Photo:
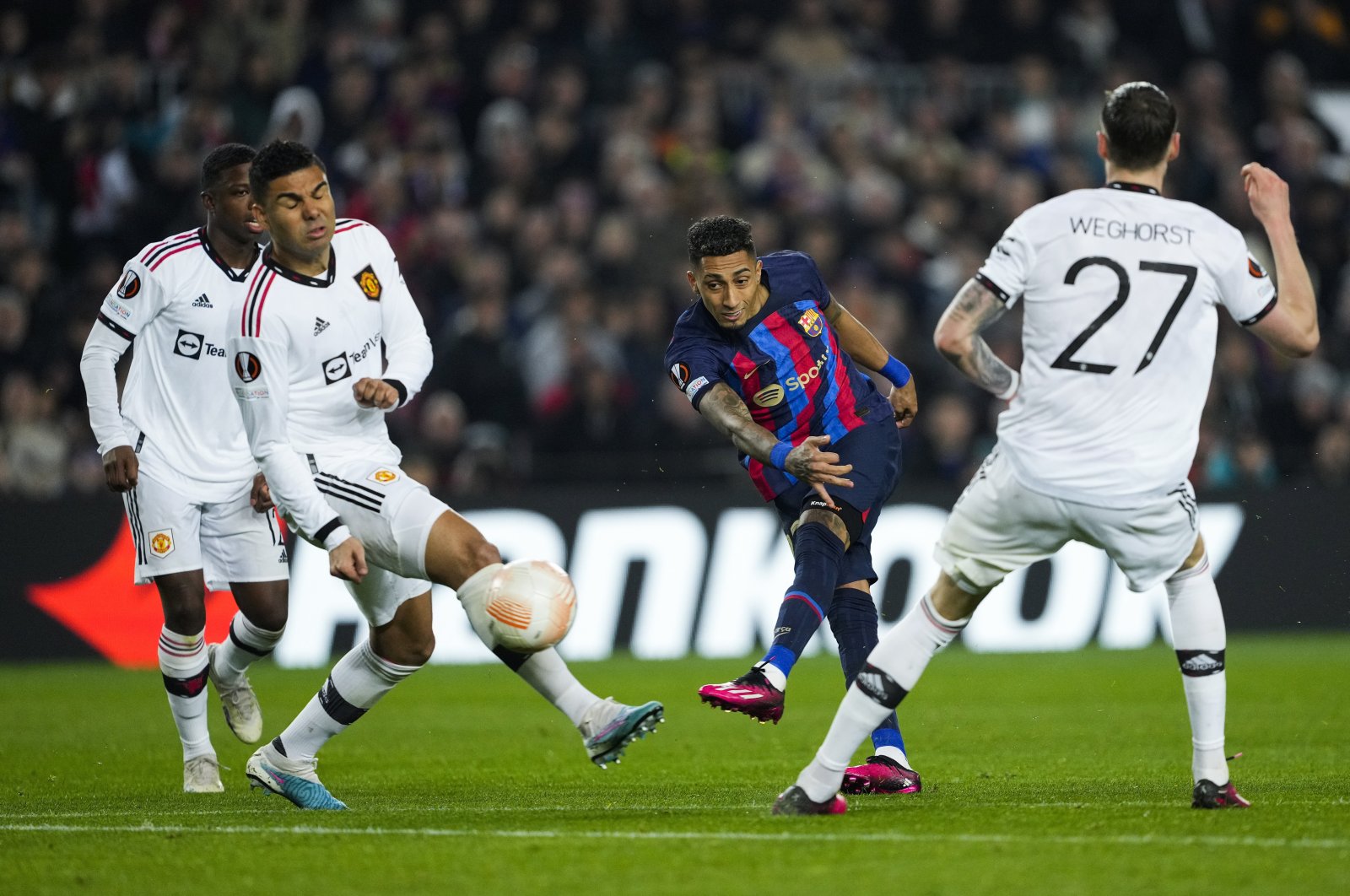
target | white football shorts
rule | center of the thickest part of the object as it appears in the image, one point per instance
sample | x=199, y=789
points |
x=392, y=515
x=998, y=526
x=227, y=540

EXERCISE DIRECTIONS: All the material shown above is to be copied exactly, with no pictures carried over.

YOUR SOLUTION:
Photo:
target | white football shorts
rule | center of the thickest part of the object as it appears in the image, one point per instance
sample | x=199, y=789
points |
x=392, y=515
x=998, y=526
x=227, y=540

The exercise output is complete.